## THE PROBLEM
Copy the passage below about tears and endings word for word, from its first sentence to its last.

If I felt particularly self-aggrandizing, I could argue that this is because my tears contain a moral function. But I am not “Nikolenka”and this life is not “Childhood, Boyhood and Youth.” If the aleatory distribution of my “empathetic” tears did not disprove this point, the fact that I only cry for people I like would suffice. 

But the mystery remains: why is my sadness so divorced from my tears? The answer, perhaps, lies in the one line of Lord Tennyson’s poem that I have not addressed — “the days that are no more.” From my experiences, crying seems a tacit acceptance of finality. In fact, it seems I cry exclusively at endings — the final scene of a movie, the culmination of a loved one’s hard work, or the completion of a part of my life that will only ever exist in my memory. And as I marvel at the ending, the coming of the apocalypse, I feel a sense of closure, accepting that these moments are gone forever but will exist within me as “spots of time” that I can revive with close attention when I most need their fructifying powers.

## ITEMS
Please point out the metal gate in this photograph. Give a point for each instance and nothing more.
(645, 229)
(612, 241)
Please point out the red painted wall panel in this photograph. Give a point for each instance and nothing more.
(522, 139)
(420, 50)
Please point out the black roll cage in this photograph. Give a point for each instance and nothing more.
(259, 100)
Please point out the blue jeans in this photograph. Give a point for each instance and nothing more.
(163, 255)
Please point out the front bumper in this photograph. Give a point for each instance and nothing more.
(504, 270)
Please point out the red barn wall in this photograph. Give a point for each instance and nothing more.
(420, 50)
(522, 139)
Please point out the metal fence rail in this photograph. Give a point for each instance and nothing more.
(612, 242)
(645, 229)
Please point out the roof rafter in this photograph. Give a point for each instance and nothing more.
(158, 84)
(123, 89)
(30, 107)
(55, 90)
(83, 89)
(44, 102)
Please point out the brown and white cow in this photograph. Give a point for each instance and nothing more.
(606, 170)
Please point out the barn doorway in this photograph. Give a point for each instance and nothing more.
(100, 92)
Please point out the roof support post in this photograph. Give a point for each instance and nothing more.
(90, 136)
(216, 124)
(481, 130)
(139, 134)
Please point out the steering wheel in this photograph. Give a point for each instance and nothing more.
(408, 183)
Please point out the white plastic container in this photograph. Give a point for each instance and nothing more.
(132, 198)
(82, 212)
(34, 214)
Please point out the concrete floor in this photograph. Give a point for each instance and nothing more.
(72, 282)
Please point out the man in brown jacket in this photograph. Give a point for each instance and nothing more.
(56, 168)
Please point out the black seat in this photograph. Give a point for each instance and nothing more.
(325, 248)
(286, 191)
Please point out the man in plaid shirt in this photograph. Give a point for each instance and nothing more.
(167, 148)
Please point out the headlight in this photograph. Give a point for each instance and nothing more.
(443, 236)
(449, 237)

## RESULT
If I felt particularly self-aggrandizing, I could argue that this is because my tears contain a moral function. But I am not “Nikolenka”and this life is not “Childhood, Boyhood and Youth.” If the aleatory distribution of my “empathetic” tears did not disprove this point, the fact that I only cry for people I like would suffice. 

But the mystery remains: why is my sadness so divorced from my tears? The answer, perhaps, lies in the one line of Lord Tennyson’s poem that I have not addressed — “the days that are no more.” From my experiences, crying seems a tacit acceptance of finality. In fact, it seems I cry exclusively at endings — the final scene of a movie, the culmination of a loved one’s hard work, or the completion of a part of my life that will only ever exist in my memory. And as I marvel at the ending, the coming of the apocalypse, I feel a sense of closure, accepting that these moments are gone forever but will exist within me as “spots of time” that I can revive with close attention when I most need their fructifying powers.